▶ _Your goal_: I would like every record printed again, exactly as shown.

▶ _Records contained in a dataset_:
================
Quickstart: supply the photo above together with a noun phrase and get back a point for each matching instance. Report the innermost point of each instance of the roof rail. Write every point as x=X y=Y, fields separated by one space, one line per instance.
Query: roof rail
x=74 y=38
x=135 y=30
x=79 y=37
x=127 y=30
================
▶ _Exercise output_:
Quickstart: supply the photo above together with a noun phrase and get back a point for each matching instance. Report the innermost point of each instance of the roof rail. Write every point as x=X y=Y, fields separated by one space, one line per instance.
Query: roof rail
x=74 y=38
x=135 y=30
x=79 y=37
x=127 y=30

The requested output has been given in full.